GIVEN TEXT:
-------
Nearly 200 refugees fleeing Boko Haram attacks have starved
to death over the past month in Bama, Nigeria, the medical charity MSF said on
Wednesday, June 22.
A "catastrophic humanitarian emergency" is
unfolding at a camp it visited where 24,000 people have taken refuge. Many
inhabitants are traumatised and one in five children is suffering from acute
malnutrition, the agency said.
Displaced people in Bama say new graves are appearing on a
daily basis, according to a statement from MSF.
It quoted inhabitants as saying about 30 people died every
day due to hunger or illness. Although the area has been unsafe to travel
through, MSF says one of its teams reached Bama on Tuesday. It went in with a
military convoy from the city of Maiduguri in Borno state.
"For several hours on 21 June, an MSF medical team was
able to access the town of Bama in northeastern Nigeria, where 24,000 people,
including 15,000 children (among them 4,500 under five years of age) are
sheltered in a camp located on a hospital compound.
During those few hours, the MSF medical team discovered a
health crisis – referring 16 severely malnourished children at immediate risk
of death to the MSF in-patient therapeutic feeding centre in Maiduguri. A rapid
nutritional screening of more than 800 children found that 19 percent were
suffering from severe acute malnutrition – the deadliest form of malnutrition.
-------
MATERIAL SHOWN:

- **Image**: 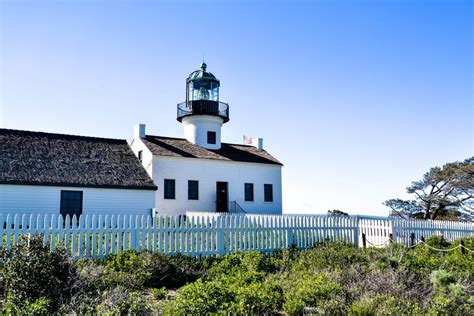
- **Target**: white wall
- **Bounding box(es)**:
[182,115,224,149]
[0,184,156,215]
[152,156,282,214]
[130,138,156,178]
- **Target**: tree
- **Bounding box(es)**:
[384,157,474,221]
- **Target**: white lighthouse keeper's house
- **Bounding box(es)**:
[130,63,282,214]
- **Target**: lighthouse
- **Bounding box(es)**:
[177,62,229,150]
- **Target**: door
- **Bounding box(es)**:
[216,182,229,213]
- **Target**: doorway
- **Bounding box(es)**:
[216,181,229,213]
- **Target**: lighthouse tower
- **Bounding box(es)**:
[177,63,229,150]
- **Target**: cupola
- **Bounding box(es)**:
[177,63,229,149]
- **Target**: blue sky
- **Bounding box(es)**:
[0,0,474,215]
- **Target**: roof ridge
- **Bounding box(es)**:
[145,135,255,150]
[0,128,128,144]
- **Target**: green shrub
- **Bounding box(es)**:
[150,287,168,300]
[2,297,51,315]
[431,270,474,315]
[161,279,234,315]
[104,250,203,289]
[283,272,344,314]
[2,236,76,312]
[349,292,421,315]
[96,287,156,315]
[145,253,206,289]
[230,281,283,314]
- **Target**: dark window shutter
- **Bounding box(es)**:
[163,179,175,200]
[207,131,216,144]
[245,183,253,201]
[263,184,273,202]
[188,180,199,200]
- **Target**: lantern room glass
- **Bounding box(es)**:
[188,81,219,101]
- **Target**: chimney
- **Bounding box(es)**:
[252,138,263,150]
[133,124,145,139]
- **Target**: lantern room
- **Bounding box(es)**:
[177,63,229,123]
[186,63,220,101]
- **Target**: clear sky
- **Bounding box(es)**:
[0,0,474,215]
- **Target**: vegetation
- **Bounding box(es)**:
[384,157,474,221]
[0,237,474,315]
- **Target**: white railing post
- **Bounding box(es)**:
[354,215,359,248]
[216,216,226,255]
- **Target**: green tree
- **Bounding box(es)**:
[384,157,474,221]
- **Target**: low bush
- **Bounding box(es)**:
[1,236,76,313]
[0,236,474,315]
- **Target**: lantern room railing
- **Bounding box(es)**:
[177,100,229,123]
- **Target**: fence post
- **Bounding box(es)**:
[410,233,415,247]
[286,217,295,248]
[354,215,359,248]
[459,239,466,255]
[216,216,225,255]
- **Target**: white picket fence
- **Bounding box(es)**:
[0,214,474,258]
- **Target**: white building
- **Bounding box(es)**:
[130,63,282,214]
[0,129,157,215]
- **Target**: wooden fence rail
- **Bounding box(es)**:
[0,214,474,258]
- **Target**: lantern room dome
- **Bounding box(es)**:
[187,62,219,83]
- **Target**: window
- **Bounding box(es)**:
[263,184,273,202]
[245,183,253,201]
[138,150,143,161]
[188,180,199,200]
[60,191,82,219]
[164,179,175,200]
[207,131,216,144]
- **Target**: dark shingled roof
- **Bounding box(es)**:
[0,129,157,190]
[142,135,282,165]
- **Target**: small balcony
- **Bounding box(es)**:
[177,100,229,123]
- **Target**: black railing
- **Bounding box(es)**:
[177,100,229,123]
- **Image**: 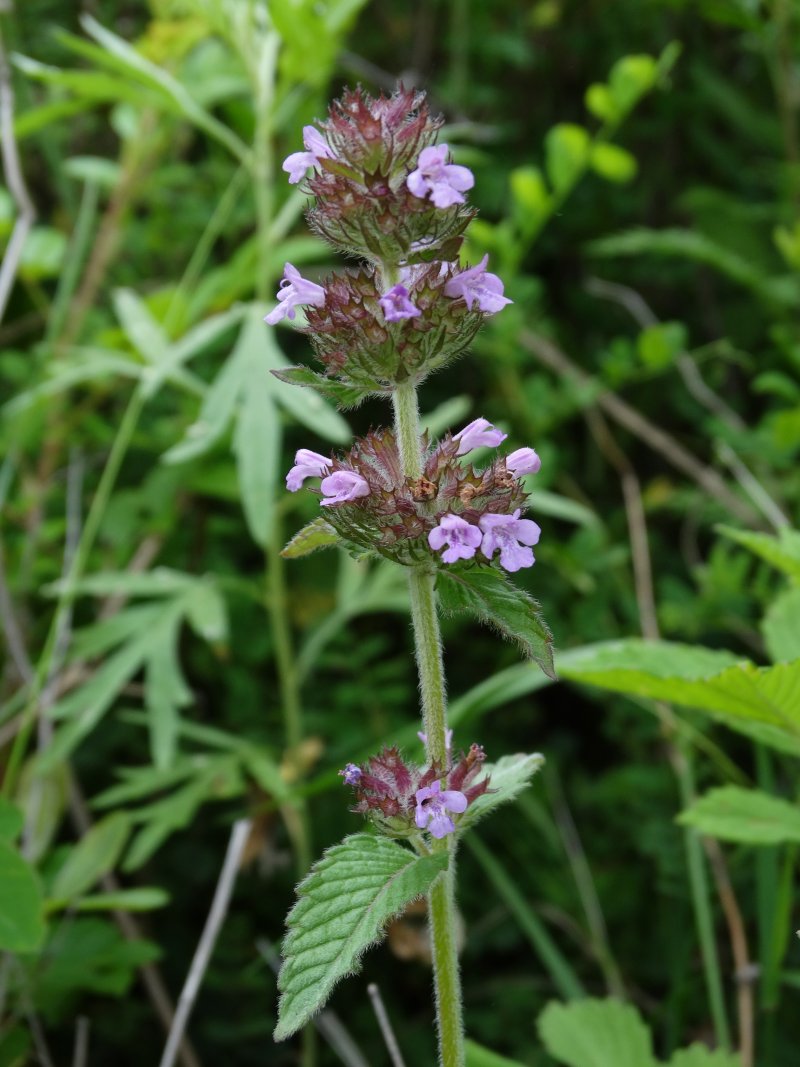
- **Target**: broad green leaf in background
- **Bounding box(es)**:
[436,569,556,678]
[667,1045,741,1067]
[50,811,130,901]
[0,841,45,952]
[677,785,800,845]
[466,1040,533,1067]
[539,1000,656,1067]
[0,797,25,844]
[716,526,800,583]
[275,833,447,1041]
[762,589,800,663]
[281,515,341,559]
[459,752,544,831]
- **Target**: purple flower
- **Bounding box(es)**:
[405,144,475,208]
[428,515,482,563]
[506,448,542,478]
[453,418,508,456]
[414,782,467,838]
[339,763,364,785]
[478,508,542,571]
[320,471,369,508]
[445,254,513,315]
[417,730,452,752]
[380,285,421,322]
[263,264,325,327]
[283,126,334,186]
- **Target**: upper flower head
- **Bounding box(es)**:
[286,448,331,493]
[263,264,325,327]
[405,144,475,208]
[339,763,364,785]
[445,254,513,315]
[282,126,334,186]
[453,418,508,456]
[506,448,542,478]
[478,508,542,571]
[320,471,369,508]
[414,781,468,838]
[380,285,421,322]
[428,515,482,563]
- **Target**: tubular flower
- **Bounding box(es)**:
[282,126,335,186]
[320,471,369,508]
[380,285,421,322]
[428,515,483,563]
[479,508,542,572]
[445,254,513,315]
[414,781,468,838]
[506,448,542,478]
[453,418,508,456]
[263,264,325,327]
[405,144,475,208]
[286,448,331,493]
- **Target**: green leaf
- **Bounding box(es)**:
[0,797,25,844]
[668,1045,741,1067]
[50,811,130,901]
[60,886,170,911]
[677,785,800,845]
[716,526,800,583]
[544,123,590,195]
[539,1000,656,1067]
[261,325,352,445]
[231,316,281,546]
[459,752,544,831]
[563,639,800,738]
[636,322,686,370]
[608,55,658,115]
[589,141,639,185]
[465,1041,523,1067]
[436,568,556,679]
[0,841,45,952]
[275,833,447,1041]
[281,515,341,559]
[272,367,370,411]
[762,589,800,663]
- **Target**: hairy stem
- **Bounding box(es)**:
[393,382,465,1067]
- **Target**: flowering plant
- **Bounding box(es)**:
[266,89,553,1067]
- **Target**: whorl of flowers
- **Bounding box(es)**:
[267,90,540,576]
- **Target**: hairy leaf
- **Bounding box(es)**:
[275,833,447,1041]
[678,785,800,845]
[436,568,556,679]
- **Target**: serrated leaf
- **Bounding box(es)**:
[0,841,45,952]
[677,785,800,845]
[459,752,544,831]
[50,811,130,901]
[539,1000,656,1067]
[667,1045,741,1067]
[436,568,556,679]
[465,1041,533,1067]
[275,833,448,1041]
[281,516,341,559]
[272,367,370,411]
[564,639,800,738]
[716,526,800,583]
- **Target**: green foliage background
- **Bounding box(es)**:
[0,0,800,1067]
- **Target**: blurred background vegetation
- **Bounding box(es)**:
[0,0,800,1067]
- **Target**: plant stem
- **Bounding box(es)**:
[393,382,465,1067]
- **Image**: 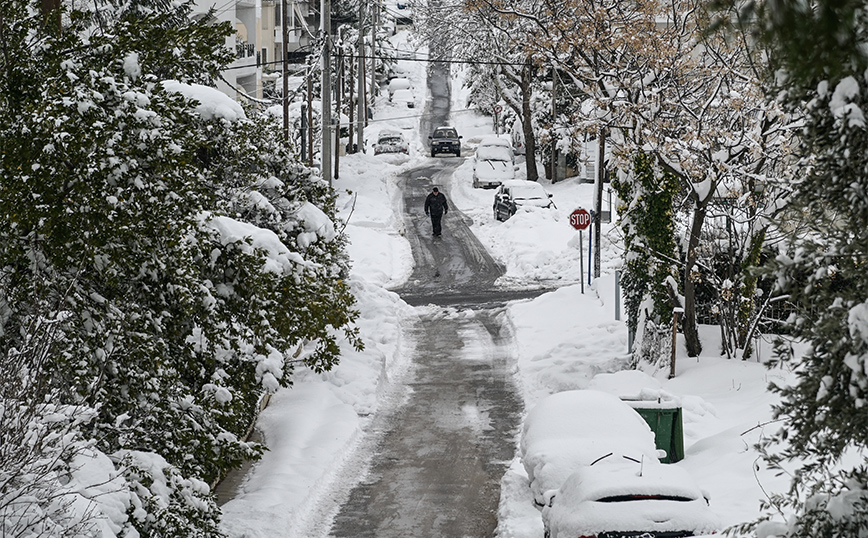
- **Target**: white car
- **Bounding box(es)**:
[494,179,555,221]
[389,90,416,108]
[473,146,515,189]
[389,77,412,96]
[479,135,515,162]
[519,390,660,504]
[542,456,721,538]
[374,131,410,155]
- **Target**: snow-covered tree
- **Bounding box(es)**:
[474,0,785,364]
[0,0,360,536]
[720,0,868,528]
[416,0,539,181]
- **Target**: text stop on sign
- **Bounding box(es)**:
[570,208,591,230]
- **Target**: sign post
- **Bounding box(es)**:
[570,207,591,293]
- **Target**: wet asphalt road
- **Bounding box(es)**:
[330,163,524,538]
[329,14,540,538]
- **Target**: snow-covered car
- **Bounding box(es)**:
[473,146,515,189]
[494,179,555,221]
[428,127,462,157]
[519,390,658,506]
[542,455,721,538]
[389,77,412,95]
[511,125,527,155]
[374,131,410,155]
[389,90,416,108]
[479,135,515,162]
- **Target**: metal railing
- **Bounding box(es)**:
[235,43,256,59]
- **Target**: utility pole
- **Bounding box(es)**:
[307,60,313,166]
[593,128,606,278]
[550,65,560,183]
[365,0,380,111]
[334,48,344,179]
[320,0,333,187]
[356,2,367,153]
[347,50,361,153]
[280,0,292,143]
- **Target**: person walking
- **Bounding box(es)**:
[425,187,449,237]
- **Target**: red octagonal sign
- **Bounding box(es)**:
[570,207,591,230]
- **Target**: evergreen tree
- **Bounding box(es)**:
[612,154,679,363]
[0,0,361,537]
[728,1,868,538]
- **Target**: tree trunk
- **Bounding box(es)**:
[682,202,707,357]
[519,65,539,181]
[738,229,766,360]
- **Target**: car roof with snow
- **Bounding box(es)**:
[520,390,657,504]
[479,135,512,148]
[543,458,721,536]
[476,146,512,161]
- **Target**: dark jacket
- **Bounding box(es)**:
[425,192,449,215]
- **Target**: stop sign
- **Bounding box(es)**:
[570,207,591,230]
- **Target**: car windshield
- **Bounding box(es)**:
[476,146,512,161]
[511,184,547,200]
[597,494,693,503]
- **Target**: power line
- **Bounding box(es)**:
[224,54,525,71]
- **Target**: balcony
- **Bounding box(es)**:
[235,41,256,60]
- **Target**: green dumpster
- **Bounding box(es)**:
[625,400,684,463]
-------
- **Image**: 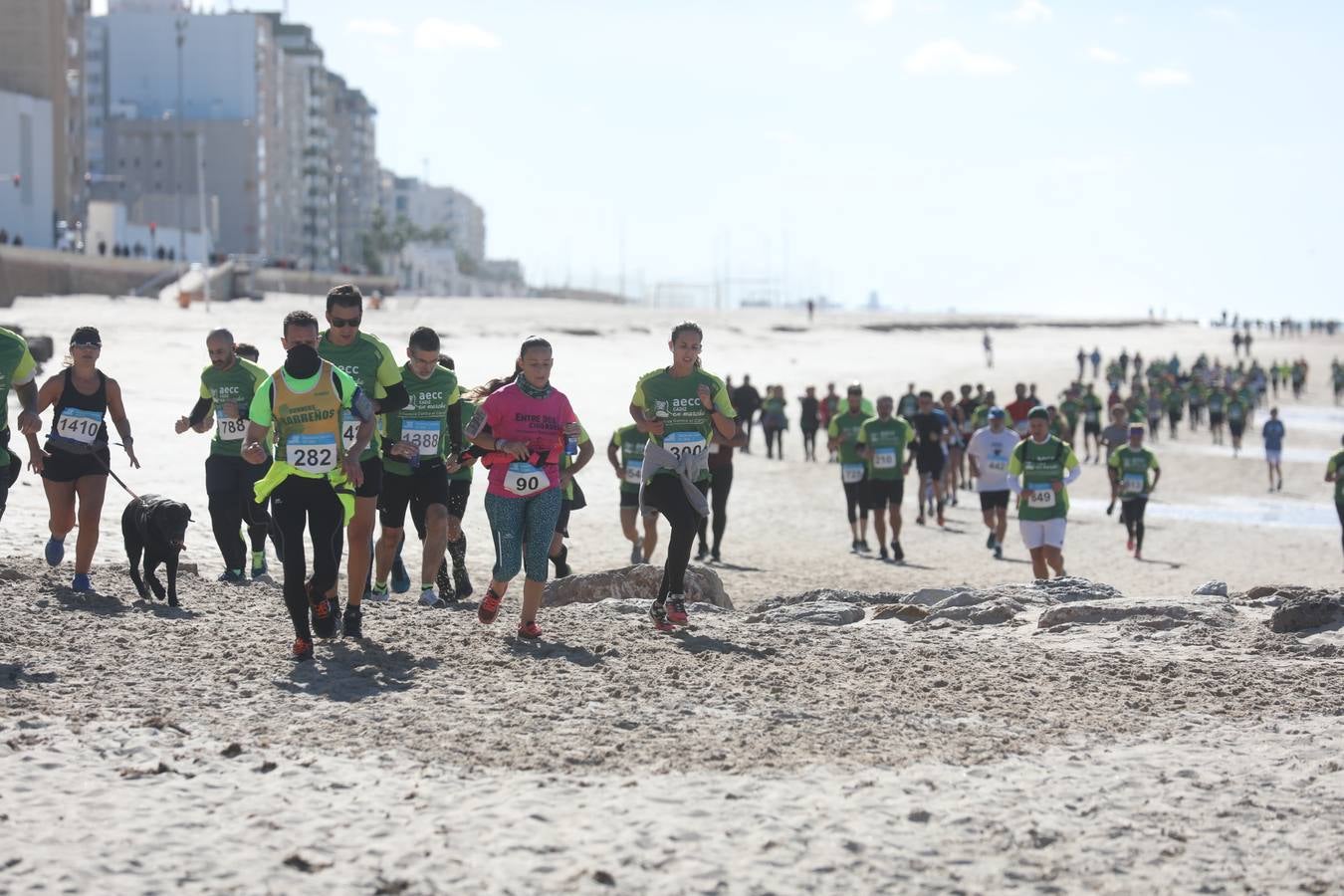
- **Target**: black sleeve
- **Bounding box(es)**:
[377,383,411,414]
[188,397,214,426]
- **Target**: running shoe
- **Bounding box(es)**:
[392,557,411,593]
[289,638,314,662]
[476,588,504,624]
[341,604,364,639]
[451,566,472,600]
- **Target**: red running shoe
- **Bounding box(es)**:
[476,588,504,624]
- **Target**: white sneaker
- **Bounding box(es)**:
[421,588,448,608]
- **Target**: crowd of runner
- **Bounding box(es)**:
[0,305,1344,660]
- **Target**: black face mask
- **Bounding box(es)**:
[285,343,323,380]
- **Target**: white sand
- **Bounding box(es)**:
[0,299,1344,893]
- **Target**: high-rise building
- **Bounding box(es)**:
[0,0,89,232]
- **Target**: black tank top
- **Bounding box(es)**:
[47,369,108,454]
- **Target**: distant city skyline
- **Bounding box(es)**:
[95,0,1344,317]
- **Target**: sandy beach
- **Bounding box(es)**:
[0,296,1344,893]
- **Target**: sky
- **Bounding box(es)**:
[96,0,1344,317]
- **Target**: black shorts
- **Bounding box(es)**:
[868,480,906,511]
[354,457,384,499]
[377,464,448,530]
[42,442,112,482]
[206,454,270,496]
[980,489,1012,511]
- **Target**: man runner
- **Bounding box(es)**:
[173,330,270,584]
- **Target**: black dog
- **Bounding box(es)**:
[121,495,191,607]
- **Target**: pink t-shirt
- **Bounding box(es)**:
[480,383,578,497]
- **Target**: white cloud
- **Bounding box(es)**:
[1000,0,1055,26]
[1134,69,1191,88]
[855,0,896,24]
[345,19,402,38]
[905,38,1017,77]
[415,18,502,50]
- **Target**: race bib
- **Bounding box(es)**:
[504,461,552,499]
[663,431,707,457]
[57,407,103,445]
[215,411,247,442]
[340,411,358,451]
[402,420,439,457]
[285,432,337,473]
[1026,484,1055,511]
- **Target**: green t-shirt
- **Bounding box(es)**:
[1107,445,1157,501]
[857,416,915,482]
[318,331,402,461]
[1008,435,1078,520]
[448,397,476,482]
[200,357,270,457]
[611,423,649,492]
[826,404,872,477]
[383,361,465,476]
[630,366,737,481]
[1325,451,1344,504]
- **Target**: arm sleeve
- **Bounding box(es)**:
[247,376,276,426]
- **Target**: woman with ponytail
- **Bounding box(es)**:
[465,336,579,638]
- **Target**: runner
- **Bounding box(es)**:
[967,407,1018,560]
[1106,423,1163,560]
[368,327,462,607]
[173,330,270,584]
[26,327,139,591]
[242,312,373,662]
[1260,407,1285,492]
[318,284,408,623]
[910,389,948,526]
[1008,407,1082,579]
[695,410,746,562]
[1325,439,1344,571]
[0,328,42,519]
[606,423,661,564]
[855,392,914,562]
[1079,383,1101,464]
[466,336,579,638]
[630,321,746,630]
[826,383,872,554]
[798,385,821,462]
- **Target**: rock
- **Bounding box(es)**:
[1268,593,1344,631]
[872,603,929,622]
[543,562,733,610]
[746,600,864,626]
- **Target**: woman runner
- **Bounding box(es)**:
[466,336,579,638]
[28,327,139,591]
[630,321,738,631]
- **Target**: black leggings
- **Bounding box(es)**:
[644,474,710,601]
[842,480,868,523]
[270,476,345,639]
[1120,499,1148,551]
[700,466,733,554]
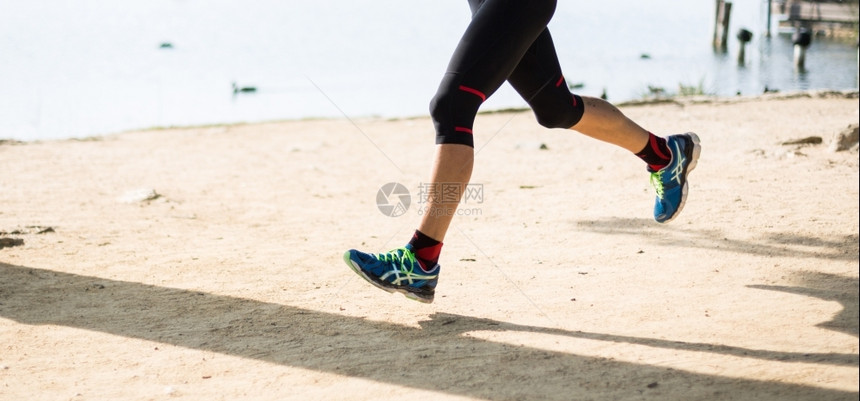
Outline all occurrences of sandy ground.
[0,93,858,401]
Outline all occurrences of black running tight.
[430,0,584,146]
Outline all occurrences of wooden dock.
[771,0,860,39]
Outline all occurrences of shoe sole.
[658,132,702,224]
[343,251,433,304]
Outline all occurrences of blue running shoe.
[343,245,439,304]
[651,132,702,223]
-------
EXERCISES:
[a] According to the report on Bama, how many people have taken refuge at the camp MSF visited?
[b] Translate this sentence from the report on Bama into Spanish: "Displaced people in Bama say new graves are appearing on a daily basis, according to a statement from MSF."
[c] Repeat the part of the report on Bama that begins at the words "Displaced people in" and stops after "in Borno state.".
The listing has no connection to the report on Bama.

ANSWERS TO THE TASKS:
[a] 24,000 people

[b] Las personas desplazadas en Bama dicen que aparecen nuevas tumbas a diario, según un comunicado de MSF.

[c]
Displaced people in Bama say new graves are appearing on a
daily basis, according to a statement from MSF.
It quoted inhabitants as saying about 30 people died every
day due to hunger or illness. Although the area has been unsafe to travel
through, MSF says one of its teams reached Bama on Tuesday. It went in with a
military convoy from the city of Maiduguri in Borno state.